• Problem requirements: Exactly reproduce the lines from the one holding "of the teeth" through the final line of the listing below, with both ends included and nothing else.

## START

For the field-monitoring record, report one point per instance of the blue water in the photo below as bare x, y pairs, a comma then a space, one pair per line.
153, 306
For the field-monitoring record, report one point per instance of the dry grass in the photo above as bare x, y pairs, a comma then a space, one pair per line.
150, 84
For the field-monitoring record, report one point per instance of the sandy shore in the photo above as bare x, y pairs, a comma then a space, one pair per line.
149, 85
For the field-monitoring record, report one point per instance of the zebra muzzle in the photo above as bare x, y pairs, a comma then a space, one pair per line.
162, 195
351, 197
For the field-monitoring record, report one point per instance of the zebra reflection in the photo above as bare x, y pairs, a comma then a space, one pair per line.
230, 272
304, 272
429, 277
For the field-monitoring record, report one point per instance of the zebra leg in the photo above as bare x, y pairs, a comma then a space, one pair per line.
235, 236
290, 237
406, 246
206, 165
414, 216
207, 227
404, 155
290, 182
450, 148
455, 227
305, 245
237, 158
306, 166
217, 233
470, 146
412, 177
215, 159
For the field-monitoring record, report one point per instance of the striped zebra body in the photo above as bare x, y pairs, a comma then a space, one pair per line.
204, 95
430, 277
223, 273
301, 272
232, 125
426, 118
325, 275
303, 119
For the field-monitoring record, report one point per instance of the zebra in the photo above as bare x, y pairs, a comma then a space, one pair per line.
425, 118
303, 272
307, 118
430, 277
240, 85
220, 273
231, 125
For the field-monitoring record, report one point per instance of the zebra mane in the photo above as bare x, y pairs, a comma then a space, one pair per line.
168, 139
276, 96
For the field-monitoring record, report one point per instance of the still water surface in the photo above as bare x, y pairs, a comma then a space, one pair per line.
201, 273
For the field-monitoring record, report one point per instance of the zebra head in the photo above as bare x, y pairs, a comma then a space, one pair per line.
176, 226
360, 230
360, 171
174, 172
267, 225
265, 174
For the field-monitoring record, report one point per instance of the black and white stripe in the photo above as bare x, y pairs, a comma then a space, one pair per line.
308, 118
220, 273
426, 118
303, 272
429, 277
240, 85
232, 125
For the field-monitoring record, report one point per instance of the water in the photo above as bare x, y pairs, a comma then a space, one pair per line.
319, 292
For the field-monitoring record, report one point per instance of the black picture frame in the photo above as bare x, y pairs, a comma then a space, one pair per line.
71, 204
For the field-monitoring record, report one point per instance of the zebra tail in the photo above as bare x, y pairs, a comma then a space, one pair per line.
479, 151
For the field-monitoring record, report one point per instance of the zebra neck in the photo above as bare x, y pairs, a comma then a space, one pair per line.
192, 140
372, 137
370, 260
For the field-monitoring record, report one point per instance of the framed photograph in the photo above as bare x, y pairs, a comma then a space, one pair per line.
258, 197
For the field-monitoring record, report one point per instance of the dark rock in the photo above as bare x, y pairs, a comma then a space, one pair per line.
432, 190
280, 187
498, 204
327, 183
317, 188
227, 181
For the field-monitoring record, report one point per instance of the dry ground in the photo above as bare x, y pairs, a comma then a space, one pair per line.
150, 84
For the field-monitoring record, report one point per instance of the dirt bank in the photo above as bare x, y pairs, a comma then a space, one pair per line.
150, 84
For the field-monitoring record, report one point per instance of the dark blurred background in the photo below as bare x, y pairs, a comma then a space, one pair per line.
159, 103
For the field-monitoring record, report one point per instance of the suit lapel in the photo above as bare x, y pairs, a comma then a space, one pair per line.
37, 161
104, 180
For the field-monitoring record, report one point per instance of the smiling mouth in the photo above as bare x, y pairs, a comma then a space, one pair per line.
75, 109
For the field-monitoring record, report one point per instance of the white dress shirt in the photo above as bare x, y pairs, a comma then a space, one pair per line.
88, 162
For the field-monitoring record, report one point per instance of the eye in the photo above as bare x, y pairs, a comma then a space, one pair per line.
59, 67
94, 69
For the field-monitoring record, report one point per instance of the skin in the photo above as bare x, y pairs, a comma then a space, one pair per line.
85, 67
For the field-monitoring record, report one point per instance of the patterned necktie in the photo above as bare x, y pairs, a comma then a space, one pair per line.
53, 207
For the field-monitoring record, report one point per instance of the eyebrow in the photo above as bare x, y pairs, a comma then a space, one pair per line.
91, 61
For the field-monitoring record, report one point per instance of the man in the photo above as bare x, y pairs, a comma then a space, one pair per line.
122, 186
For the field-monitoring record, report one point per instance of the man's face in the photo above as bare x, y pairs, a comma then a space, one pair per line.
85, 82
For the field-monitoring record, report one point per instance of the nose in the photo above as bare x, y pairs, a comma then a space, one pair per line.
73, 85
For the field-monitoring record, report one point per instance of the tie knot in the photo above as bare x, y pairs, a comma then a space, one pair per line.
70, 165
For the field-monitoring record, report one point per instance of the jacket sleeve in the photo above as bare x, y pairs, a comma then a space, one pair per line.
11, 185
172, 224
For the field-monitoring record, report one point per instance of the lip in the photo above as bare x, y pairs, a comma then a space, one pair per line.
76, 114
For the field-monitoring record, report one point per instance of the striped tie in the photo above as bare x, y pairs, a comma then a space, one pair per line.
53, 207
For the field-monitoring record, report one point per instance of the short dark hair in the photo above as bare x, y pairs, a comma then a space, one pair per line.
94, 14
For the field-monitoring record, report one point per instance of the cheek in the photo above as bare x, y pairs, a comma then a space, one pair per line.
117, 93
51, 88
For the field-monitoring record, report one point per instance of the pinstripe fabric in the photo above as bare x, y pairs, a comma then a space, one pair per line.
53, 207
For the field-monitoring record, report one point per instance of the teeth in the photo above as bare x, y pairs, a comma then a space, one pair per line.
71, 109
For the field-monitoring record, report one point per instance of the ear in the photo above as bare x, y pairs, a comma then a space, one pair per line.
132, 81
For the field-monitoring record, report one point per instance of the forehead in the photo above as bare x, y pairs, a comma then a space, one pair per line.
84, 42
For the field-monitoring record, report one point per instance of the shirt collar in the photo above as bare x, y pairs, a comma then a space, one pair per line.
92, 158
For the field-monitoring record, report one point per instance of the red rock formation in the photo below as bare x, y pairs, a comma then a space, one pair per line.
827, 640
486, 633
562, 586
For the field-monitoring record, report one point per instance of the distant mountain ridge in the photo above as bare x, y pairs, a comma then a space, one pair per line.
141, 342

## END

• Exercise answer:
For the field-monitoring record, report one point per instance of the teeth in the photo above as bare x, y pairs, a comma then a space, one pair per line.
71, 109
For the field-monitoring record, report one point per instance of the ear in the photo above as bare x, y pairs, a comma then a space, one pair per line.
132, 81
For the field-monitoring record, report one point per instance of the forehead in the photo above as bare x, y pairs, a comma then a space, one pair per line.
84, 42
For the field-monitoring record, report one point per instance of the shirt collar in the photo above as bare x, y pairs, a comma then a space, one pair per line.
92, 158
For the field-monitoring record, report one point per instance of the red rock formation in the photo below as bare x, y pairs, a comma then a space, one pair per line.
827, 640
486, 633
562, 586
For the field-monitoring record, report one point per instance of the distant mountain ridge in the photo above as bare x, y pairs, a comma then a space, one pair per line.
141, 342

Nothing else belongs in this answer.